### BRIEF:
Reproduce the lines below, substituting "marker" for every occurrence of "dot" and leaving everything else unchanged.

### TASK INPUTS:
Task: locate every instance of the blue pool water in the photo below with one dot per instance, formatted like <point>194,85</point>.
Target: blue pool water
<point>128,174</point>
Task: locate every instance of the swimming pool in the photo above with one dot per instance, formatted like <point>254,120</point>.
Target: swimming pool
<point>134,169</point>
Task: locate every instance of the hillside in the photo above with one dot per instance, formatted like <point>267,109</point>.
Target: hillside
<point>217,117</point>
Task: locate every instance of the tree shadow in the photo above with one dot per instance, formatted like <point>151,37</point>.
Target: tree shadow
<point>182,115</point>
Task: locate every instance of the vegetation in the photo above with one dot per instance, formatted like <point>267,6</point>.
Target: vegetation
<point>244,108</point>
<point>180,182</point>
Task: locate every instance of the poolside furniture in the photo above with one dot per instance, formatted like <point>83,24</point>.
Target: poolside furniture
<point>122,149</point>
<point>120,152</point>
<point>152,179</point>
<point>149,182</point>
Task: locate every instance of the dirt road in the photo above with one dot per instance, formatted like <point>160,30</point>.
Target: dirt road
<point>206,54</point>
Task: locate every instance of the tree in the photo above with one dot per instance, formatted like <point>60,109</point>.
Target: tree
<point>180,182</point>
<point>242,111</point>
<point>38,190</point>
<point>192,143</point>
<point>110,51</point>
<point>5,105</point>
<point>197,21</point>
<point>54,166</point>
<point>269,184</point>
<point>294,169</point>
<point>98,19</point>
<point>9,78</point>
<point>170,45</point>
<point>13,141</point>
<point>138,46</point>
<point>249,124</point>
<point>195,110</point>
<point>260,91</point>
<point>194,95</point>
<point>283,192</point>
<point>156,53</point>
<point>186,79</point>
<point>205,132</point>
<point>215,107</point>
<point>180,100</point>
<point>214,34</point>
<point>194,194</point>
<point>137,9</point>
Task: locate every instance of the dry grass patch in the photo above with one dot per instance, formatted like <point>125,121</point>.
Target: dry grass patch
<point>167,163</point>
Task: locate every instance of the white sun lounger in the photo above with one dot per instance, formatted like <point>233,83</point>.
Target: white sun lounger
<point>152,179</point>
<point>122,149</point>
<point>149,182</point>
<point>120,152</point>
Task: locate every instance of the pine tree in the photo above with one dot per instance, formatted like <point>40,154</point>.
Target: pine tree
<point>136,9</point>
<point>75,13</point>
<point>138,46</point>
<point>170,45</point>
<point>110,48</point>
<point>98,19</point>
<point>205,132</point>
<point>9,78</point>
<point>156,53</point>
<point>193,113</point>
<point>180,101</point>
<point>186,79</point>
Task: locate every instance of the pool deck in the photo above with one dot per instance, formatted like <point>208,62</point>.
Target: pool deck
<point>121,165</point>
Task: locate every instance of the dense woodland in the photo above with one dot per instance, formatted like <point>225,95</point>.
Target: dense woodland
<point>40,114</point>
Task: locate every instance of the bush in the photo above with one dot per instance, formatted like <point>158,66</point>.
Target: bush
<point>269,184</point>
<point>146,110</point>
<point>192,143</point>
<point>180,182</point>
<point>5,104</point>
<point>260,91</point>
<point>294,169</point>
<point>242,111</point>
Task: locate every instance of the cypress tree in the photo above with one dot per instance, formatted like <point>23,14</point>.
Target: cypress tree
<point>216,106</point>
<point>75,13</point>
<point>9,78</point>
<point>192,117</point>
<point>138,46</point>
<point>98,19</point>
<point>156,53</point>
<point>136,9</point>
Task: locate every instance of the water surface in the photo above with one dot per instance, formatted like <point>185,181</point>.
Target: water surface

### FINISHED EXERCISE:
Task: locate every instance of the blue pool water in the photo below with one marker per instance, formatted like <point>194,85</point>.
Target: blue pool water
<point>128,174</point>
Task: locate every instance of the swimming pool in the photo above with one marker per instance, formatted like <point>254,120</point>.
Target: swimming pool
<point>134,169</point>
Task: locate every instance of the hillside in the photo above with one marker per instance, formatted like <point>267,109</point>.
Target: hillside
<point>217,117</point>
Task: locate every instance of the tree shadow in the photo above with one marker per instance, formatted like <point>151,37</point>.
Target: tree shadow
<point>182,115</point>
Task: locate every instance of the vegetation in the photo above with one marker per instance, formatted like <point>267,6</point>.
Target: vegetation
<point>244,108</point>
<point>180,182</point>
Task: locate every instance of the poolside furniture in the photo above with one marker per instance, formatted like <point>83,24</point>.
Target: poolside furniture
<point>122,149</point>
<point>120,152</point>
<point>152,179</point>
<point>149,182</point>
Task: locate every instance of the dirt road in the photo above with one marker per instance, formatted like <point>160,30</point>.
Target: dirt road
<point>206,54</point>
Task: locate every instance of the tree in the photo above with one marker per instance, formatted like <point>60,109</point>.
Target: tree
<point>180,182</point>
<point>242,111</point>
<point>38,190</point>
<point>192,143</point>
<point>110,51</point>
<point>5,105</point>
<point>197,21</point>
<point>54,166</point>
<point>269,184</point>
<point>294,169</point>
<point>98,19</point>
<point>9,78</point>
<point>170,45</point>
<point>13,141</point>
<point>138,46</point>
<point>249,124</point>
<point>195,110</point>
<point>260,91</point>
<point>194,95</point>
<point>283,192</point>
<point>156,53</point>
<point>186,79</point>
<point>205,132</point>
<point>215,107</point>
<point>180,100</point>
<point>214,34</point>
<point>194,194</point>
<point>137,9</point>
Task: locate every instance of the dry grass patch in the photo above with one marker per instance, formatted like <point>125,121</point>.
Target: dry grass patch
<point>167,163</point>
Task: locate every instance of the white sun lounger in the photo above with one marker per instance, formatted like <point>233,83</point>.
Target: white sun lounger
<point>152,179</point>
<point>122,149</point>
<point>149,182</point>
<point>120,152</point>
Task: locate every instance of the pine tree in the photo above with one marker per instance, formatted like <point>40,154</point>.
Target: pine tree
<point>136,9</point>
<point>75,13</point>
<point>138,46</point>
<point>170,45</point>
<point>110,48</point>
<point>98,19</point>
<point>205,132</point>
<point>9,78</point>
<point>156,53</point>
<point>193,113</point>
<point>180,101</point>
<point>186,79</point>
Task: locate every instance of the pool deck in the photo above with one marker per instance, formatted like <point>208,62</point>.
Target: pool deck
<point>121,165</point>
Task: locate every instance of the dense woodland in the photo above with one marker per instance, formatted like <point>225,95</point>.
Target: dense woodland
<point>40,114</point>
Task: locate every instance of the bush in the photo above with one marker per instance, formatted like <point>158,66</point>.
Target: bush
<point>269,184</point>
<point>146,110</point>
<point>192,143</point>
<point>180,182</point>
<point>5,104</point>
<point>260,91</point>
<point>294,169</point>
<point>242,111</point>
Task: locate every instance of the cypress tree in the photo above with one marker per instance, formatted like <point>23,14</point>.
Target: cypress tree
<point>216,106</point>
<point>75,13</point>
<point>9,78</point>
<point>192,117</point>
<point>138,46</point>
<point>98,19</point>
<point>156,53</point>
<point>136,9</point>
Task: locate every instance of the water surface in the photo above with one marker per instance, formatted like <point>185,181</point>.
Target: water surface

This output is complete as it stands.